- WHAT NEEDS TO BE DONE -
From the text-encoding thread below, reproduce word for word the part that begins with "Sun Mar 8 14:25:02" and ends with "throw this error.".

- PAGE EXTRACT -
════════
Newbie question about text encoding

Sun Mar 8 14:25:02 EDT 2015

Marko Rauhamaa wrote:

> Chris Angelico <rosuav at gmail.com>:
> 
>> Once again, you appear to be surprised that invalid data is failing.
>> Why is this so strange? U+DD00 is not a valid character. 

But it is a valid non-character code point.

>> It is quite correct to throw this error.
> 
> '\udd00' is a valid str object:

Is it though? Perhaps the bug is not UTF-8's inability to encode lone
surrogates, but that Python allows you to create lone surrogates in the
first place. That's not a rhetorical question. It's a genuine question.

>    >>> '\udd00'
>    '\udd00'
>    >>> '\udd00'.encode('utf-32')
>    b'\xff\xfe\x00\x00\x00\xdd\x00\x00'
>    >>> '\udd00'.encode('utf-16')
>    b'\xff\xfe\x00\xdd'

If you explicitly specify the endianness (say, utf-16-be or -le) then you
don't get the BOMs.

> I was simply stating that UTF-8 is not a bijection between unicode
> strings and octet strings (even forgetting Python). Enriching Unicode
> with 128 surrogates (U+DC80..U+DCFF) establishes a bijection, but not
> without side effects.

-- 
Steven
════════
Named-object pointing records

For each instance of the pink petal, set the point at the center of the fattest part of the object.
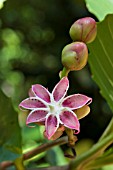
(51, 125)
(69, 119)
(76, 101)
(32, 103)
(60, 89)
(41, 92)
(31, 93)
(36, 116)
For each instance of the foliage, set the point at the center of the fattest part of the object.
(101, 60)
(32, 35)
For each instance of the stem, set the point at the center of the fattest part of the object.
(34, 152)
(64, 73)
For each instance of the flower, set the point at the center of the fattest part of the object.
(54, 109)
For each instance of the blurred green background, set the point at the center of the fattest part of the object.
(32, 35)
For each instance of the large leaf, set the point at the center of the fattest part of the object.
(101, 59)
(100, 8)
(10, 134)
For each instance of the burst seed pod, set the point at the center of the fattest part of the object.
(75, 56)
(84, 30)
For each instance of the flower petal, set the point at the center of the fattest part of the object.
(38, 115)
(51, 125)
(41, 92)
(32, 103)
(76, 101)
(69, 119)
(60, 89)
(31, 93)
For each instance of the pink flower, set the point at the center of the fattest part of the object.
(54, 109)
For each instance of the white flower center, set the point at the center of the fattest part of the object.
(55, 108)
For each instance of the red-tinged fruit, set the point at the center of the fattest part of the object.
(75, 56)
(84, 29)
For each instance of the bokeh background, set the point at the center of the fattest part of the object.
(32, 36)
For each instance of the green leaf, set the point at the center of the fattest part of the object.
(10, 133)
(101, 59)
(2, 3)
(100, 8)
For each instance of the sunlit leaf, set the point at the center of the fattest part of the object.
(101, 59)
(100, 8)
(10, 134)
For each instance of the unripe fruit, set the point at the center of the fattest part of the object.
(75, 56)
(84, 30)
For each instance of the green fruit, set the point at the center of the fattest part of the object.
(84, 30)
(75, 56)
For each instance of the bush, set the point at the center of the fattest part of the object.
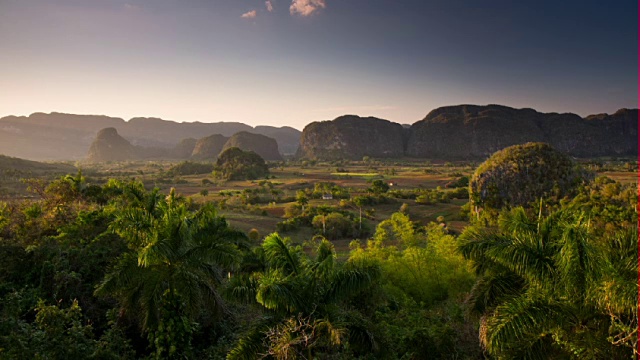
(236, 164)
(190, 168)
(335, 225)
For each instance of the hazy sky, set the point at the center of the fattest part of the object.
(290, 62)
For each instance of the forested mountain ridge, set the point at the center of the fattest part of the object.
(37, 135)
(471, 131)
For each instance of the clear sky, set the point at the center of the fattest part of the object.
(290, 62)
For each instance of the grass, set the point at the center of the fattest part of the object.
(406, 174)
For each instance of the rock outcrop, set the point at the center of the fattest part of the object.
(262, 145)
(351, 137)
(208, 148)
(58, 136)
(469, 131)
(110, 146)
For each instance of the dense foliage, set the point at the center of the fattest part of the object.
(118, 271)
(522, 174)
(190, 168)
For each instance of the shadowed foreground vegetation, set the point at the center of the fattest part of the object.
(119, 270)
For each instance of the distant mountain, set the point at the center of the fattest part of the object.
(58, 136)
(34, 167)
(209, 147)
(471, 132)
(110, 146)
(352, 137)
(262, 145)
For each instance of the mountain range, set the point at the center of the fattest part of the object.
(58, 136)
(448, 133)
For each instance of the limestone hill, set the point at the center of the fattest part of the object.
(262, 145)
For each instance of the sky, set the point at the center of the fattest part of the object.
(291, 62)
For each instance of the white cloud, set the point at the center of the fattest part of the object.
(249, 14)
(306, 7)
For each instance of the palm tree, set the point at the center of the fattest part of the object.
(537, 285)
(305, 300)
(176, 260)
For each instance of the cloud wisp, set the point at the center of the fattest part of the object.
(306, 7)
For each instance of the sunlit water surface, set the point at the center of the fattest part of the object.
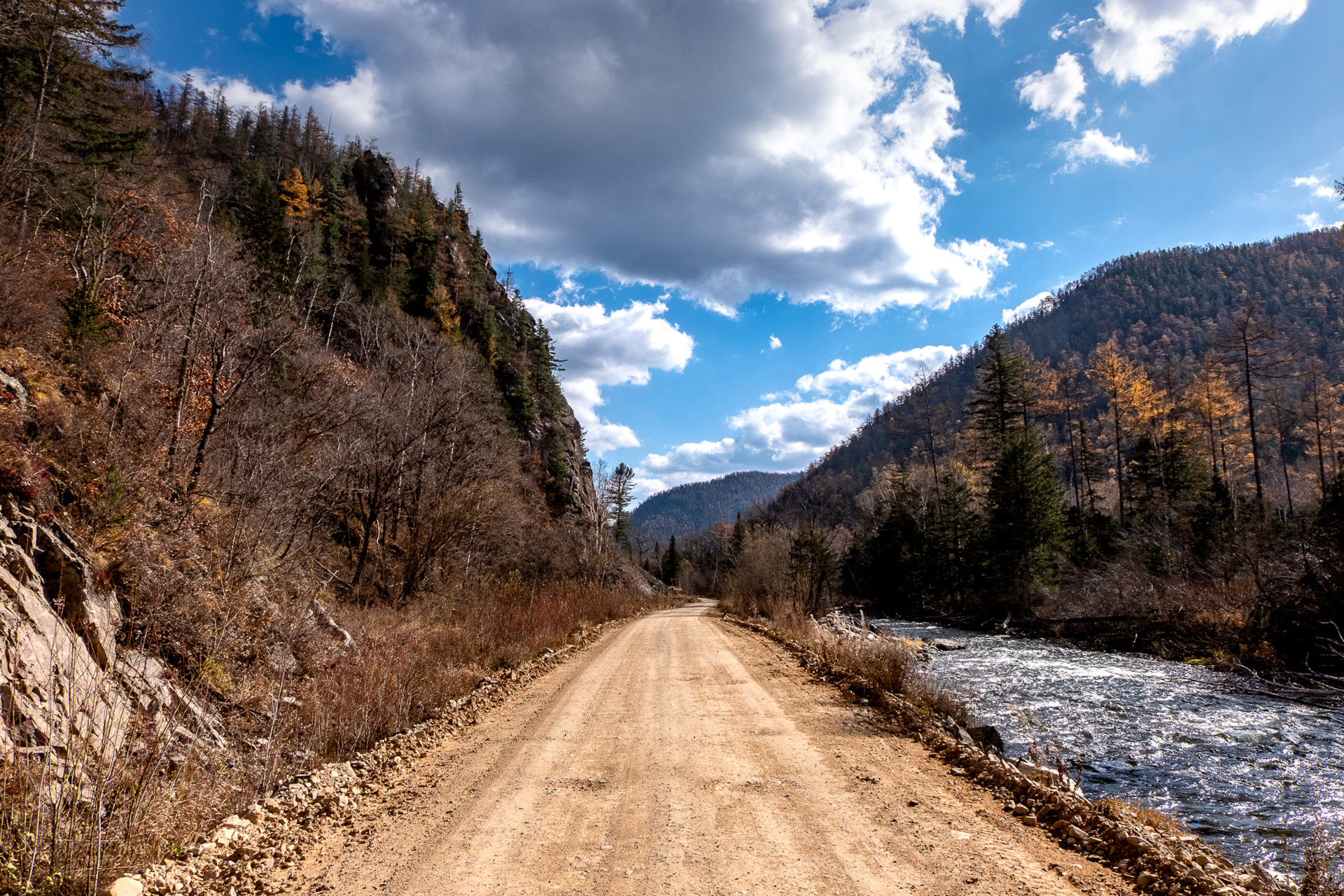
(1250, 773)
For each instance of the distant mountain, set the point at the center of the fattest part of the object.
(689, 508)
(1163, 307)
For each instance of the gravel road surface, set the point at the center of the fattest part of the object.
(685, 755)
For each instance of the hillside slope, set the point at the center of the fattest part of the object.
(1161, 305)
(1149, 461)
(284, 463)
(698, 505)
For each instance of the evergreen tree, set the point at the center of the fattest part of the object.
(1023, 520)
(619, 488)
(671, 564)
(1003, 397)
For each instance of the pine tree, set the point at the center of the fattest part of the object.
(1003, 397)
(1023, 520)
(619, 488)
(1132, 400)
(671, 564)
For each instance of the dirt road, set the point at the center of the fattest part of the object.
(683, 755)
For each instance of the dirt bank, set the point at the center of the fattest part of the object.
(679, 755)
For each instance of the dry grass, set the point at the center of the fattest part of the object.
(409, 663)
(891, 664)
(69, 827)
(1324, 865)
(1154, 818)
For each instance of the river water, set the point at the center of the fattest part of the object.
(1253, 774)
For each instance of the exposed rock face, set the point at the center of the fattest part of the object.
(58, 691)
(66, 690)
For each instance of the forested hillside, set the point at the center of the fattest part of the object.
(698, 505)
(1163, 307)
(273, 431)
(1147, 461)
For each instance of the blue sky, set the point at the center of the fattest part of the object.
(749, 223)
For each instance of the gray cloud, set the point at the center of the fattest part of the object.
(721, 148)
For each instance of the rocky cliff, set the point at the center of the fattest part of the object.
(70, 692)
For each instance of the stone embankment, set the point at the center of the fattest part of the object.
(1152, 852)
(261, 848)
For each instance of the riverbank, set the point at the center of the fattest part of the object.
(1147, 848)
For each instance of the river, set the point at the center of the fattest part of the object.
(1249, 773)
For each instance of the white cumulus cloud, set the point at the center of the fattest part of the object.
(1142, 39)
(1026, 308)
(609, 348)
(792, 429)
(1313, 220)
(1097, 147)
(687, 463)
(1058, 93)
(718, 148)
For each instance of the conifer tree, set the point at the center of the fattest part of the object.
(671, 564)
(1003, 397)
(1023, 520)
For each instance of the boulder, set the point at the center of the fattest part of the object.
(124, 887)
(54, 688)
(70, 590)
(175, 713)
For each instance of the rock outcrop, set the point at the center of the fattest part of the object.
(67, 691)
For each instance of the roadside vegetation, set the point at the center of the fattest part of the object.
(300, 428)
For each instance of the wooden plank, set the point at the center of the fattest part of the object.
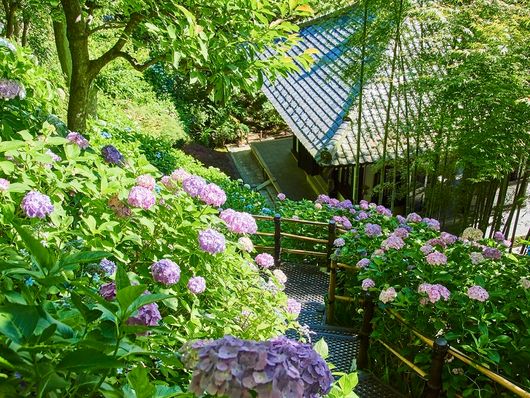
(305, 238)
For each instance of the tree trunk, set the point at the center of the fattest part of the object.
(63, 51)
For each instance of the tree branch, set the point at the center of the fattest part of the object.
(115, 51)
(135, 64)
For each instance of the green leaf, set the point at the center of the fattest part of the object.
(321, 347)
(88, 358)
(139, 381)
(18, 321)
(127, 295)
(43, 256)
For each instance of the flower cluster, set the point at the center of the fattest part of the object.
(75, 138)
(237, 368)
(477, 293)
(239, 222)
(193, 185)
(436, 258)
(264, 260)
(372, 230)
(36, 205)
(434, 292)
(141, 197)
(165, 271)
(197, 285)
(11, 89)
(388, 295)
(212, 195)
(112, 155)
(109, 267)
(212, 241)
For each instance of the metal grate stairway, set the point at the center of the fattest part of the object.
(307, 284)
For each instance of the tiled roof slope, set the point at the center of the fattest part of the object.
(320, 104)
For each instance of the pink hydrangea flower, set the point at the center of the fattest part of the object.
(264, 260)
(141, 197)
(193, 185)
(4, 184)
(393, 242)
(367, 284)
(212, 195)
(36, 205)
(363, 263)
(436, 258)
(146, 181)
(293, 307)
(388, 295)
(477, 293)
(245, 244)
(165, 271)
(339, 242)
(197, 285)
(75, 138)
(212, 241)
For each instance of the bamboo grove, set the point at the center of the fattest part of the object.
(457, 107)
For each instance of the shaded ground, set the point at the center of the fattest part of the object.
(212, 157)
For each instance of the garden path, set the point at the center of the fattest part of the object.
(307, 284)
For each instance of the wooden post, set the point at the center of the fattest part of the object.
(330, 313)
(366, 331)
(332, 235)
(433, 387)
(277, 240)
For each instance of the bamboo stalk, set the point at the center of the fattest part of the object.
(304, 238)
(416, 369)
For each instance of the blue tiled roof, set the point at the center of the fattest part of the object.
(315, 102)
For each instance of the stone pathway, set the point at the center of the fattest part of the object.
(307, 284)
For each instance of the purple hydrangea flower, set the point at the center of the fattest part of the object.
(491, 253)
(367, 284)
(4, 184)
(78, 139)
(499, 236)
(109, 267)
(10, 89)
(413, 217)
(108, 291)
(141, 197)
(147, 315)
(112, 155)
(36, 205)
(388, 295)
(193, 185)
(477, 293)
(212, 195)
(239, 222)
(339, 242)
(293, 307)
(372, 230)
(146, 181)
(237, 368)
(197, 285)
(393, 242)
(436, 258)
(165, 271)
(264, 260)
(434, 292)
(363, 263)
(212, 241)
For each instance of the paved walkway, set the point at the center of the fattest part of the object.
(307, 284)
════════
- TASK ANSWER -
Sun Mar 8 14:25:02 EDT 2015

Marko Rauhamaa wrote:

> Chris Angelico <rosuav at gmail.com>:
> 
>> Once again, you appear to be surprised that invalid data is failing.
>> Why is this so strange? U+DD00 is not a valid character. 

But it is a valid non-character code point.

>> It is quite correct to throw this error.